» **Exercises to complete**:
[a] Count the lines in the records that contain the string "teeth", and reply with that number alone.
[b] Extend the news briefs on celebrity legal cases, picking up right after their last sentence.

CHARGED: Murder Inc. founder Irv "Gotti" Lorenzo, whose label’s artists include Ashanti and Ja Rule, was charged on Wednesday with laundering more than $1 million in drug money from a multistate crack and heroin operation allegedly headed by Kenneth "Supreme" McGriff. Federal prosecutors said Gotti, his brother and business partner, Chris Lorenzo, and their associates accepted frequent deliveries of McGriff's drug cash at their Manhattan offices. McGriff, already in prison on a gun violation, was charged with drug dealing, racketeering and three murders. Gotti and his brother were released on $1 million bonds Wednesday afternoon after pleading not guilty in federal court in Brooklyn.

REVEALED: A Pennsylvania prosecutor investigating a fondling allegation against Bill Cosby that allegedly took place in his suburban Philadelphia home said on Wednesday that the accuser's yearlong delay in coming forward, and their contact in the past year, weighed in the comedian's favor, AP reports. Authorities interviewed Cosby, 67, on Wednesday and expect to know in two weeks whether they will bring charges, Montgomery County district attorney Bruce L. Castor Jr. said at a news conference. He added that Cosby and his attorney "have been fully cooperative without delay or hesitation."

» **Source data**:
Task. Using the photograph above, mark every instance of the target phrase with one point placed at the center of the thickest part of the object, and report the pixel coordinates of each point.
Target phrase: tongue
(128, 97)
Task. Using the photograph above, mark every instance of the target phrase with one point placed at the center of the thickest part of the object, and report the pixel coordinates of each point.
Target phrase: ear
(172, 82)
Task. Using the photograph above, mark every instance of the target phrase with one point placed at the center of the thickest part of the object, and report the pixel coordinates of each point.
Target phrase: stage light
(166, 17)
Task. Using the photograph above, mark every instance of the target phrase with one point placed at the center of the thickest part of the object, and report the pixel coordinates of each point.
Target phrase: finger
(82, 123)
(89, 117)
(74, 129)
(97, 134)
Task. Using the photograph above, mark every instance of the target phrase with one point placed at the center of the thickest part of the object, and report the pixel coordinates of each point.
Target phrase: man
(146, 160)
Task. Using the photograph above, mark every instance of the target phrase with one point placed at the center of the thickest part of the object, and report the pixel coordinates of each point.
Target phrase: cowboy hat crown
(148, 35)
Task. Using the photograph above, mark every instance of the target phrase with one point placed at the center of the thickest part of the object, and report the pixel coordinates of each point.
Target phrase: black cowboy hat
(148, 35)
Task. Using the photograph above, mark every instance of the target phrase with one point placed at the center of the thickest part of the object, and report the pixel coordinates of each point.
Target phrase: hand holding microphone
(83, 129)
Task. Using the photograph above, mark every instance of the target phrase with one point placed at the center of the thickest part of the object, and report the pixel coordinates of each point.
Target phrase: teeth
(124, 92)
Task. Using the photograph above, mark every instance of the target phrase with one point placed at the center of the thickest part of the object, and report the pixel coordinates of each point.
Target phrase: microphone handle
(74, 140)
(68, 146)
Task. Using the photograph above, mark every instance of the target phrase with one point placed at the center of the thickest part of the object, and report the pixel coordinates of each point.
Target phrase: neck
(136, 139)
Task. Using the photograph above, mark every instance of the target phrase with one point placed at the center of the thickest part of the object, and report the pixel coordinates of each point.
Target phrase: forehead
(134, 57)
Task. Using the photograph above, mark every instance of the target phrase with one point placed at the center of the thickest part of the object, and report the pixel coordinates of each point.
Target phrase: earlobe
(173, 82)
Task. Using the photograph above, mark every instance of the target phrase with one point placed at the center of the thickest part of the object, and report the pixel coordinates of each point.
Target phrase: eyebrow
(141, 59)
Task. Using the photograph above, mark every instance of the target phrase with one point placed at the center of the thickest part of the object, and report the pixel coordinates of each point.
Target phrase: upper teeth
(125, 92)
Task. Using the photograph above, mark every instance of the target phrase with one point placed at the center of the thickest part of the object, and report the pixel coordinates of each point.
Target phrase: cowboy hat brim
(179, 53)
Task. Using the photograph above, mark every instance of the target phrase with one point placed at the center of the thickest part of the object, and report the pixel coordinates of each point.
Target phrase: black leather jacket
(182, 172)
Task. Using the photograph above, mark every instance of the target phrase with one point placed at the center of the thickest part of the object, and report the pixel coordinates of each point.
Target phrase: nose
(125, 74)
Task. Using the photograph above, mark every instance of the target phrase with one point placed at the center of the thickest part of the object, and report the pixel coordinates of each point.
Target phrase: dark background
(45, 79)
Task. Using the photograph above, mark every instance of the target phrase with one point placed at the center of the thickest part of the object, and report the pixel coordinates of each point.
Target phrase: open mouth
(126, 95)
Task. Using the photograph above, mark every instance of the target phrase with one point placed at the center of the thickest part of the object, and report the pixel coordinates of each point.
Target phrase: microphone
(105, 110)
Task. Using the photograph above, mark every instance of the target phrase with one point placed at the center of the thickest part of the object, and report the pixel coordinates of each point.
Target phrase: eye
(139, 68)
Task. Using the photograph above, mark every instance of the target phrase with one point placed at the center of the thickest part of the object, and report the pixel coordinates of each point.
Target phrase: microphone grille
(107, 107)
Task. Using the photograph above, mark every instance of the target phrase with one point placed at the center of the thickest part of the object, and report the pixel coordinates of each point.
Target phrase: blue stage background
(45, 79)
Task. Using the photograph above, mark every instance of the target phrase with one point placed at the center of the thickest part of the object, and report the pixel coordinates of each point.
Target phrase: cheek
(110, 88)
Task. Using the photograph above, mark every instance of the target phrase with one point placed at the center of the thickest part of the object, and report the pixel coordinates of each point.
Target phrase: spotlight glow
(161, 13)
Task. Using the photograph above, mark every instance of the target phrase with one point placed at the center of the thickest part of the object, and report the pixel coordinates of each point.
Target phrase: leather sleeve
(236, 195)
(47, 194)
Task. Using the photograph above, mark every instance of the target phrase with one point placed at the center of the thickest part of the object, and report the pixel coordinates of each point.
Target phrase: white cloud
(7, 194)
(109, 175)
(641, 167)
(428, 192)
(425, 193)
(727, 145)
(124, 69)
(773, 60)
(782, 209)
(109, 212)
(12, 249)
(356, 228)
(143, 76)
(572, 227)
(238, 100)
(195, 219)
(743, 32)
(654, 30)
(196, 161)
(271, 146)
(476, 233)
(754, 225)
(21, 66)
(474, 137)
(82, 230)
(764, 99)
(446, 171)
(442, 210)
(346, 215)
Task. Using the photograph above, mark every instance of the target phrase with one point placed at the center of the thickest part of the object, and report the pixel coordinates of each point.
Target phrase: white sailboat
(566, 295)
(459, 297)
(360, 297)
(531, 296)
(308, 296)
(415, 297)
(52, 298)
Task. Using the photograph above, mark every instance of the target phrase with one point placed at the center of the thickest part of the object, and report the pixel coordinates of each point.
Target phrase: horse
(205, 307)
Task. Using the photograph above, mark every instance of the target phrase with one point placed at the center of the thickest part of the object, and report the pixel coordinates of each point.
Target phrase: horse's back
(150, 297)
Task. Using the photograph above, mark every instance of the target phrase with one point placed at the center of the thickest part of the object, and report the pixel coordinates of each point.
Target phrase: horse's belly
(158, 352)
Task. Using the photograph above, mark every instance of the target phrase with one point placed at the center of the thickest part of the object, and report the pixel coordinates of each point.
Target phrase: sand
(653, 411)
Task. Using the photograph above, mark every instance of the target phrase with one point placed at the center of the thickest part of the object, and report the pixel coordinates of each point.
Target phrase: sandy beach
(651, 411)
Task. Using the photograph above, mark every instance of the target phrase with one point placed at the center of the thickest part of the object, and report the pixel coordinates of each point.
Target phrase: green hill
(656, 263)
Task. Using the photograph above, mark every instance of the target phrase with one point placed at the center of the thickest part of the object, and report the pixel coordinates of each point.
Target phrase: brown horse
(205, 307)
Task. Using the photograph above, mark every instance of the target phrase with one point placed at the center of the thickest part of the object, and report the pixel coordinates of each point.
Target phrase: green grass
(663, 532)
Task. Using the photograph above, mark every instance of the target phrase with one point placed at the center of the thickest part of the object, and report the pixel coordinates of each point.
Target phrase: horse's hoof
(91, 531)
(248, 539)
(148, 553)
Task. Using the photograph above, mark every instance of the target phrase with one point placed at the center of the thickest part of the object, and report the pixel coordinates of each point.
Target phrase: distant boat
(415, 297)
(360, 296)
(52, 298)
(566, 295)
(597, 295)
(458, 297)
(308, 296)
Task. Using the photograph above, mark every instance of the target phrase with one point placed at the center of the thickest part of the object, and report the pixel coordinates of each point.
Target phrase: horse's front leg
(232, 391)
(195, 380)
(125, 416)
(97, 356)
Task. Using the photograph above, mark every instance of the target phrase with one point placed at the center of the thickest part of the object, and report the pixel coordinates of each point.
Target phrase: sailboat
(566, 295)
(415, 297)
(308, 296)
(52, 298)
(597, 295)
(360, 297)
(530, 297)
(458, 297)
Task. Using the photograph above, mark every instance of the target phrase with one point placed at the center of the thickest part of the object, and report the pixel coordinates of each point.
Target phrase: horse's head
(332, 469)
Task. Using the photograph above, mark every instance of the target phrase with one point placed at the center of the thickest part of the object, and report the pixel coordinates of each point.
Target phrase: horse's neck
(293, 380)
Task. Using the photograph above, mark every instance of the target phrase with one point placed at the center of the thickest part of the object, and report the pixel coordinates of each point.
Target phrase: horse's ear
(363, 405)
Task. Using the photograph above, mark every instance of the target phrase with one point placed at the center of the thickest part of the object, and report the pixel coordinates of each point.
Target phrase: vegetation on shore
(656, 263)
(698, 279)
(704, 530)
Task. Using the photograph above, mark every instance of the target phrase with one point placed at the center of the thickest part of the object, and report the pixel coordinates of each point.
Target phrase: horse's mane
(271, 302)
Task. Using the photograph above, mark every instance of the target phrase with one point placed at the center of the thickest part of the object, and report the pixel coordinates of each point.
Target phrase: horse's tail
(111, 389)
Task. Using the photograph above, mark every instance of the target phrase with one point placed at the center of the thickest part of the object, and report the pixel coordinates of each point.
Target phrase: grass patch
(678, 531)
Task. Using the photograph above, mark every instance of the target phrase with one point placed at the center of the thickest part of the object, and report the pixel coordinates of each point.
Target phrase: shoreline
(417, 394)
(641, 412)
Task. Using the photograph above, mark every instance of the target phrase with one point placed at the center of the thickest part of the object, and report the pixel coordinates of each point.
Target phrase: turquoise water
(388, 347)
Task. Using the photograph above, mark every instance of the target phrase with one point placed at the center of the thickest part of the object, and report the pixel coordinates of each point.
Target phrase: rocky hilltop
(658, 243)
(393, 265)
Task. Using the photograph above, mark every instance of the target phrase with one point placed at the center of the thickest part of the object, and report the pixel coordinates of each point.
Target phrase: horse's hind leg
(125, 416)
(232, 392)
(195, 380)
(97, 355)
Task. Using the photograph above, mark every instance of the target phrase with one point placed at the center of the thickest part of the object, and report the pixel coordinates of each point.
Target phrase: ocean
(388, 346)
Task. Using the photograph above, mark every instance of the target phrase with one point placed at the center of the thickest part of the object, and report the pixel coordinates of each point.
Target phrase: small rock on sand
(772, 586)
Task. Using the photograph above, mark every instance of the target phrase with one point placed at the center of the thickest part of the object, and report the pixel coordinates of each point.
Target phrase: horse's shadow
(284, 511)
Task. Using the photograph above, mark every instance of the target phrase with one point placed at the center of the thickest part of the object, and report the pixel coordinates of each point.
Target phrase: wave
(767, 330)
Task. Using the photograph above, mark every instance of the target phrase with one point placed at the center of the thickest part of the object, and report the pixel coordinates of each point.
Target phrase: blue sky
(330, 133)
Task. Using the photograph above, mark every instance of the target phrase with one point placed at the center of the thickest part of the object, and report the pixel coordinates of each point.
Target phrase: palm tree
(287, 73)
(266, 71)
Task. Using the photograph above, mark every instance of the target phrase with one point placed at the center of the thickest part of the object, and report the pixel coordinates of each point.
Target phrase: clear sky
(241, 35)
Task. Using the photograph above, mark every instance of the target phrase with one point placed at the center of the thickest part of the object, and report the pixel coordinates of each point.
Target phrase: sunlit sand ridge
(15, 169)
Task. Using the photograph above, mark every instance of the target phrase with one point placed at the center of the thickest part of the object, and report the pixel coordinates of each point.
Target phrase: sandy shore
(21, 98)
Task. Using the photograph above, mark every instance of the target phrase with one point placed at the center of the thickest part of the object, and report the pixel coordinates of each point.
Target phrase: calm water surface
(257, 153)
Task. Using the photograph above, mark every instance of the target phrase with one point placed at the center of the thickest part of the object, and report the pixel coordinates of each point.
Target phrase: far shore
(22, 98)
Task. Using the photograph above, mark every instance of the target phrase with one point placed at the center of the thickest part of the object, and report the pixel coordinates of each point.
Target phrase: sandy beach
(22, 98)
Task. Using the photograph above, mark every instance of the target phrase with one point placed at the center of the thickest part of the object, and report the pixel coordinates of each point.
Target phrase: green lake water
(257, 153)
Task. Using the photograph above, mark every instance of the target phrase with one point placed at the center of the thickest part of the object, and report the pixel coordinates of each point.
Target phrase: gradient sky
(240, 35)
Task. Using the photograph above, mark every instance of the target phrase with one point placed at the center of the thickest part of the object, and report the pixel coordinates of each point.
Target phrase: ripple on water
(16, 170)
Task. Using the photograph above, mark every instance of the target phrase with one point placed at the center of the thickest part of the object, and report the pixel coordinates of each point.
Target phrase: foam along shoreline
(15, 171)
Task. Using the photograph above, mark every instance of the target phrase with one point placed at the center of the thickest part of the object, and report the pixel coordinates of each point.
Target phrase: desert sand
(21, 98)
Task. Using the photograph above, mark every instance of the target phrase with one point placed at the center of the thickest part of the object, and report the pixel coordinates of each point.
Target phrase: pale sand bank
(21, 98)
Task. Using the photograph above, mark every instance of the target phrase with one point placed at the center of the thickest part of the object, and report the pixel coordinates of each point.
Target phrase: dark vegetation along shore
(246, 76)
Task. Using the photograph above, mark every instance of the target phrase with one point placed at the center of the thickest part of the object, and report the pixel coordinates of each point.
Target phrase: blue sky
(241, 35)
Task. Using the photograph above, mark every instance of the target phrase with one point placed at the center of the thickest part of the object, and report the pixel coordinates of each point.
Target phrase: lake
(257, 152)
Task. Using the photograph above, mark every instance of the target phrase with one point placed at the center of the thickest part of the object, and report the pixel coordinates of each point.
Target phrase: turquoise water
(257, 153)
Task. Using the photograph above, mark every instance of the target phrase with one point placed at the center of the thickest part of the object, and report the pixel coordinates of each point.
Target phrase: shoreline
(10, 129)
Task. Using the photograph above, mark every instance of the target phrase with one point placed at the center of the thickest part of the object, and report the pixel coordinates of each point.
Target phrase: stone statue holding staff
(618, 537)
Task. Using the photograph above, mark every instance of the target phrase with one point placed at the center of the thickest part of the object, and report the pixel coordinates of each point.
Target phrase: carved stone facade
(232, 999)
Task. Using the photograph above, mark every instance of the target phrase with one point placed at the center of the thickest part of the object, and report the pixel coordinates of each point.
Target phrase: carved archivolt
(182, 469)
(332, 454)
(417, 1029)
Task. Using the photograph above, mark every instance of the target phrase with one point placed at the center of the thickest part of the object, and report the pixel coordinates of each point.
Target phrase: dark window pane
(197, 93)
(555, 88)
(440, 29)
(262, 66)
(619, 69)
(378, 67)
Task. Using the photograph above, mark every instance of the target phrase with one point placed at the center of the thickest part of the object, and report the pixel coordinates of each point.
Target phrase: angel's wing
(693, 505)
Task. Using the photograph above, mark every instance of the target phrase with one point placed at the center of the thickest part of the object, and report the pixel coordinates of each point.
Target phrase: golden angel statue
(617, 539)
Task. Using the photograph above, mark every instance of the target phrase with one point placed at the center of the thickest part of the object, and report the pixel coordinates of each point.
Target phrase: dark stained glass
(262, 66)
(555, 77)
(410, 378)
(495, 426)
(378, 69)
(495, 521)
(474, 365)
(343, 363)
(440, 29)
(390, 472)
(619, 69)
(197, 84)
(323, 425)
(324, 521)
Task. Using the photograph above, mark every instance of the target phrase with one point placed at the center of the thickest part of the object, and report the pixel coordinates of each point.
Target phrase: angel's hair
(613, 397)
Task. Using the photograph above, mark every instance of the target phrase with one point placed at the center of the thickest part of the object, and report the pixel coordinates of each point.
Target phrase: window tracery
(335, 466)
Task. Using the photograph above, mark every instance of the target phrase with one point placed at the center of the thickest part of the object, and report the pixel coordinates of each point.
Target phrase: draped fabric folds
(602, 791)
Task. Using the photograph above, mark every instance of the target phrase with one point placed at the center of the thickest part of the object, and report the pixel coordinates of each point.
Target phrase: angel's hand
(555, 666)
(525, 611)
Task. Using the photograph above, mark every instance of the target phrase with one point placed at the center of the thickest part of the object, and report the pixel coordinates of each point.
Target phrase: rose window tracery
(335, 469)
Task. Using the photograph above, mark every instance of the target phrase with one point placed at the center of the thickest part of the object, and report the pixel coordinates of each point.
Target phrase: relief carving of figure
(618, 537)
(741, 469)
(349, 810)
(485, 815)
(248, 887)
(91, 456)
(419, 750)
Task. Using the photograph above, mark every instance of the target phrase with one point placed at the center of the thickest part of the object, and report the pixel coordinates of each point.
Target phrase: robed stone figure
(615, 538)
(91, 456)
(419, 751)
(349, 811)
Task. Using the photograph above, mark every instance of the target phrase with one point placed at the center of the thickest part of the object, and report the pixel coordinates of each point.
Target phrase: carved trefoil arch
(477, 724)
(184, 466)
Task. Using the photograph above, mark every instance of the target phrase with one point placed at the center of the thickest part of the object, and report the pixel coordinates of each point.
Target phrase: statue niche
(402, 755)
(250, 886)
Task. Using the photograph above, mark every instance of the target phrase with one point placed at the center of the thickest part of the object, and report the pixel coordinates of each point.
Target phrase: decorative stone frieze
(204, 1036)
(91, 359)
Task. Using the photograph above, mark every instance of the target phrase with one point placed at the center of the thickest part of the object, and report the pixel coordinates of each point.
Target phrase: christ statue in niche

» **Answers to the exercises**:
[a] 2

[b]
DIED: Philip Johnson, 98, considered the dean of American architecture, died Tuesday at his New Canaan, Conn., home, known as Glass House, for its see-through structure. A formidable force in his field, Johnson designed such iconic monuments as New York's Museum of Modern Art, the Seagram Building and AT&T headquarters, which featured a Chippendale facade. He is survived by his companion of 45 years, David Whitney, reports The New York Times.

PUNISHED: The entire staff of New York radio station WQHT's show Miss Jones in the Morning was taken off the air Wednesday after broadcasting a song that ridiculed victims of the tsunami in South Asia, the radio station said. Deejay Tarsha Nicole Jones, who uses the on-air name Miss Jones, and her team were suspended indefinitely, according to publicist Lizzie Grubman, who declined to say whether Jones would feature in another show at a later date. The piece used racial slurs to describe people swept away in the disaster, made jokes about child slavery and people watching their mothers die. Rick Cummings, president of Emmis Radio, which owns WQHT (also known as HOT 97), said: "What happened is morally and socially indefensible."

DROPPED: Tennessee prosecutors will not pursue rape charges against Barbershop and Kangaroo Jack actor Anthony Anderson, 34, and film director Wayne Witherspoon, 43, who previously had charges against them dismissed, AP reports. The two stood accused of attacking a 25-year-old female extra last summer on the set of the Sundance Film Festival success Hustle & Flow. But a judge threw out the case last fall, saying testimony by the accuser was some of the most suspicious he had heard in 20 years. The accuser's former boyfriend reportedly testified at a preliminary hearing that she told him that she was falsely making her claim toextract money from Anderson and Witherspoon.